§ Assignment: Look below for the line that contains "Pick out the tall tree. One pin per instance.", then copy it and each following line to the end of the records, minus any pictures.

==============================

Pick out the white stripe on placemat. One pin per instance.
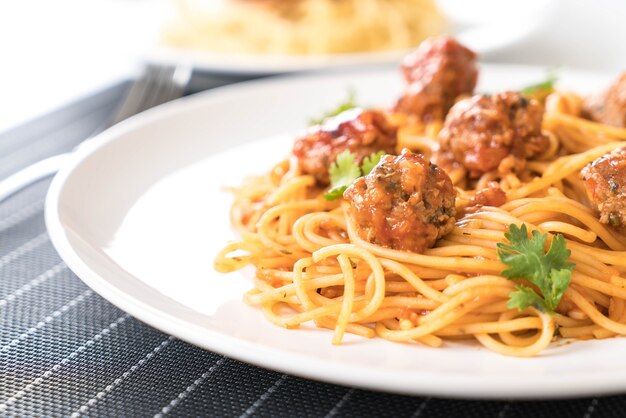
(504, 410)
(34, 283)
(420, 409)
(46, 320)
(182, 395)
(263, 397)
(91, 402)
(339, 404)
(591, 408)
(25, 248)
(20, 393)
(17, 217)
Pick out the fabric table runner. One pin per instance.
(65, 351)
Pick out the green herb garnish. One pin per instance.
(549, 271)
(347, 104)
(345, 170)
(541, 90)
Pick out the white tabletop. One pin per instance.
(56, 51)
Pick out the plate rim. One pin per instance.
(429, 383)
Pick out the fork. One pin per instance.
(156, 85)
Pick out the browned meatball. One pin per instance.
(360, 132)
(609, 107)
(438, 71)
(405, 203)
(605, 182)
(492, 195)
(483, 130)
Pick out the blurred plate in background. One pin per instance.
(484, 26)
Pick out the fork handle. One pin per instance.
(31, 174)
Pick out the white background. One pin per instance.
(55, 51)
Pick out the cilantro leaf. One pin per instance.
(370, 162)
(342, 173)
(347, 104)
(550, 271)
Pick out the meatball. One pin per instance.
(482, 131)
(438, 71)
(605, 182)
(492, 195)
(405, 203)
(360, 132)
(609, 107)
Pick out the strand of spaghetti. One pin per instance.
(413, 280)
(301, 292)
(479, 281)
(356, 329)
(595, 315)
(520, 324)
(514, 340)
(263, 225)
(290, 289)
(445, 314)
(547, 332)
(348, 298)
(587, 219)
(377, 270)
(288, 188)
(587, 124)
(573, 164)
(569, 229)
(449, 263)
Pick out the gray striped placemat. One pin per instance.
(65, 351)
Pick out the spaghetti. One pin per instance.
(312, 264)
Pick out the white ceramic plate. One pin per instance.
(139, 216)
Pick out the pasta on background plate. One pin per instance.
(301, 27)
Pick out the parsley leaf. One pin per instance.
(549, 271)
(524, 297)
(347, 104)
(542, 89)
(345, 170)
(342, 173)
(370, 162)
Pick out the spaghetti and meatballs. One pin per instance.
(450, 216)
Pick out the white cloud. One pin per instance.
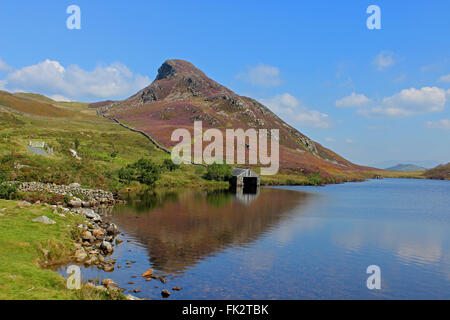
(384, 60)
(50, 77)
(262, 75)
(353, 100)
(59, 98)
(409, 102)
(443, 124)
(4, 66)
(445, 78)
(288, 107)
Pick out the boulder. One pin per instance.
(110, 284)
(80, 255)
(23, 204)
(106, 247)
(148, 273)
(75, 203)
(74, 185)
(86, 235)
(44, 219)
(90, 214)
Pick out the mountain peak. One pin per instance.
(175, 67)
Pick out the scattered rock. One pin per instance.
(148, 273)
(97, 232)
(23, 204)
(106, 247)
(45, 252)
(80, 255)
(86, 235)
(74, 185)
(75, 203)
(108, 268)
(110, 284)
(44, 219)
(165, 293)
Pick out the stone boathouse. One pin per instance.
(243, 177)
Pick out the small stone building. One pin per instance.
(243, 177)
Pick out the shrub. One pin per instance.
(143, 171)
(315, 179)
(169, 165)
(8, 191)
(219, 172)
(76, 143)
(2, 175)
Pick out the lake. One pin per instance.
(289, 242)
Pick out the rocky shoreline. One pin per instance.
(79, 197)
(94, 240)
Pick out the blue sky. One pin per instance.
(370, 95)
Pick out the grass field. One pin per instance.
(22, 245)
(103, 146)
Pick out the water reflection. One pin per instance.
(179, 229)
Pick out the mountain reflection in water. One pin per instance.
(180, 229)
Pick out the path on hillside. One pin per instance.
(46, 117)
(101, 112)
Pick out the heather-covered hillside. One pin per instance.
(182, 94)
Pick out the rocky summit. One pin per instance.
(182, 94)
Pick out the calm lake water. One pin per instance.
(289, 242)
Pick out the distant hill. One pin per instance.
(441, 172)
(182, 94)
(406, 167)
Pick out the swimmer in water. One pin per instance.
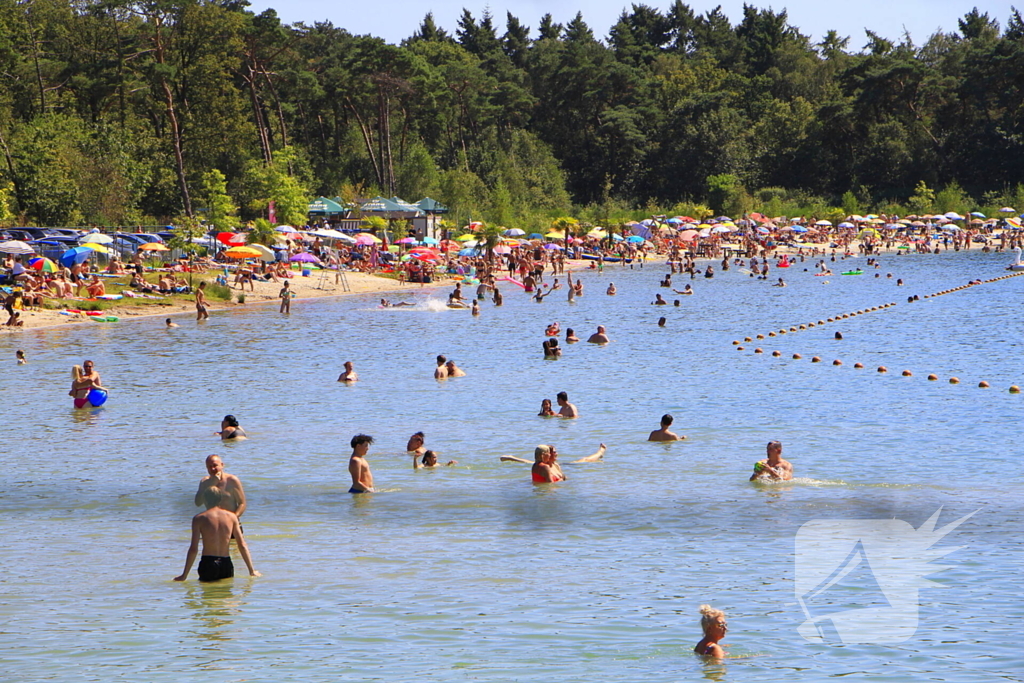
(546, 411)
(415, 444)
(772, 468)
(229, 429)
(664, 433)
(714, 626)
(349, 375)
(593, 458)
(599, 337)
(565, 409)
(220, 489)
(429, 461)
(358, 468)
(216, 527)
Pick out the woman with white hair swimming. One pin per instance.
(714, 626)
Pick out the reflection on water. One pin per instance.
(215, 606)
(472, 568)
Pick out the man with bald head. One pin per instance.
(220, 489)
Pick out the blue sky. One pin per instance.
(395, 19)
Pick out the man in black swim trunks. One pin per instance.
(216, 526)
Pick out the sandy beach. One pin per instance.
(263, 293)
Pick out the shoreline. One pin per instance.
(264, 293)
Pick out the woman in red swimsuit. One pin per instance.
(543, 470)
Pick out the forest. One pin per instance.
(122, 112)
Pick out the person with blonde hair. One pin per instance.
(714, 625)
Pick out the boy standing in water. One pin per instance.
(216, 526)
(363, 479)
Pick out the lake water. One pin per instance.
(472, 573)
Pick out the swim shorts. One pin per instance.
(212, 567)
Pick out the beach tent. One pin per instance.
(428, 205)
(324, 207)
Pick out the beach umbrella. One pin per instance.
(75, 255)
(15, 247)
(265, 253)
(366, 239)
(43, 264)
(230, 239)
(96, 239)
(243, 252)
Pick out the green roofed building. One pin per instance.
(322, 206)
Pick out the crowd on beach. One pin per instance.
(223, 495)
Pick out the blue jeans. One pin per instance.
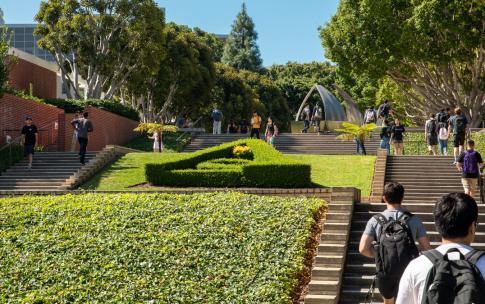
(385, 144)
(443, 146)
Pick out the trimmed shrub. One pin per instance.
(153, 248)
(269, 168)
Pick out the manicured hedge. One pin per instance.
(269, 168)
(153, 248)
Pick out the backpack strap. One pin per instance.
(474, 255)
(433, 255)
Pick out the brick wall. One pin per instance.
(44, 81)
(12, 116)
(55, 128)
(109, 129)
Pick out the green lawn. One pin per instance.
(341, 171)
(327, 171)
(154, 248)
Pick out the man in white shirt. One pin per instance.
(456, 216)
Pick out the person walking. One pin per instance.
(271, 132)
(255, 125)
(85, 126)
(317, 118)
(456, 219)
(431, 134)
(216, 121)
(397, 137)
(386, 137)
(74, 124)
(457, 125)
(305, 116)
(30, 139)
(443, 139)
(370, 116)
(469, 164)
(384, 110)
(392, 257)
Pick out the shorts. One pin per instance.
(458, 140)
(28, 149)
(388, 286)
(432, 140)
(469, 183)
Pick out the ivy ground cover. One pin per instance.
(153, 248)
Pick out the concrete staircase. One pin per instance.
(291, 143)
(49, 171)
(425, 179)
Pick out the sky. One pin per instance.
(287, 29)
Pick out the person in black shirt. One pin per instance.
(397, 137)
(29, 131)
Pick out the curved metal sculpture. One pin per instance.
(334, 111)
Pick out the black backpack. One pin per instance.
(395, 247)
(455, 281)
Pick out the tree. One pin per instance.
(182, 81)
(241, 50)
(103, 41)
(434, 50)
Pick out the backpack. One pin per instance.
(370, 116)
(443, 133)
(395, 247)
(470, 162)
(431, 126)
(217, 115)
(454, 281)
(459, 124)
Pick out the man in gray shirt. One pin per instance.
(393, 196)
(83, 127)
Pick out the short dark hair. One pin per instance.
(394, 193)
(453, 215)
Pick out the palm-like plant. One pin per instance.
(353, 132)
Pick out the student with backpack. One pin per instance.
(317, 118)
(443, 139)
(370, 116)
(217, 121)
(469, 164)
(386, 136)
(453, 272)
(458, 125)
(384, 110)
(431, 134)
(390, 237)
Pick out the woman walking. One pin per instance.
(271, 131)
(397, 137)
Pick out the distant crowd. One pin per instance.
(254, 126)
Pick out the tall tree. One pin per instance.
(434, 50)
(241, 50)
(181, 82)
(2, 21)
(103, 41)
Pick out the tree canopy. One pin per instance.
(102, 41)
(241, 50)
(434, 50)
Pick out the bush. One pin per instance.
(153, 248)
(9, 155)
(269, 168)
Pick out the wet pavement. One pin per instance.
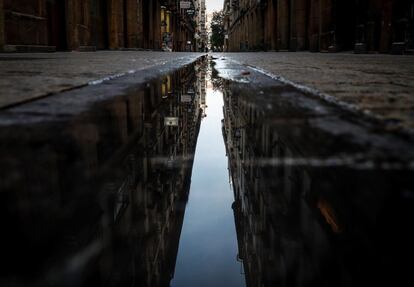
(376, 85)
(25, 77)
(134, 186)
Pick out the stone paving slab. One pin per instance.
(378, 85)
(28, 76)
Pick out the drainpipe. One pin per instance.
(1, 25)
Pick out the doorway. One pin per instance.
(56, 24)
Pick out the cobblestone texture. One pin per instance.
(25, 77)
(382, 85)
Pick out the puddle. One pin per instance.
(199, 180)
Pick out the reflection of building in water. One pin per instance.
(100, 201)
(303, 224)
(201, 86)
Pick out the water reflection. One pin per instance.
(208, 245)
(315, 206)
(99, 200)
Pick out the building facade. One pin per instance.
(50, 25)
(385, 26)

==============================

§ Response to this task:
Pick out the tall tree. One pin per instance.
(434, 50)
(241, 50)
(181, 82)
(2, 21)
(103, 41)
Pick out the tree canopy. One pin per instance.
(102, 41)
(241, 50)
(434, 50)
Pick out the bush. One pin per instance.
(153, 248)
(9, 155)
(269, 168)
Pick out the wet pavement. One pin per instance.
(376, 85)
(25, 77)
(134, 186)
Pick out the stone paving slab. One pin per instance.
(378, 85)
(28, 76)
Pick out the drainpipe. One pin per instance.
(1, 25)
Pick out the doorway. One pin per instance.
(56, 24)
Pick out the cobblestone texture. One pin per instance.
(25, 77)
(382, 85)
Pick out the puddle. One pin per instance.
(199, 180)
Pick out the reflection of building in water. One pin per instance.
(100, 201)
(303, 224)
(201, 86)
Pick out the water reflection. One pin per instance.
(208, 245)
(315, 206)
(99, 200)
Pick out the building facade. One pin per instance.
(50, 25)
(385, 26)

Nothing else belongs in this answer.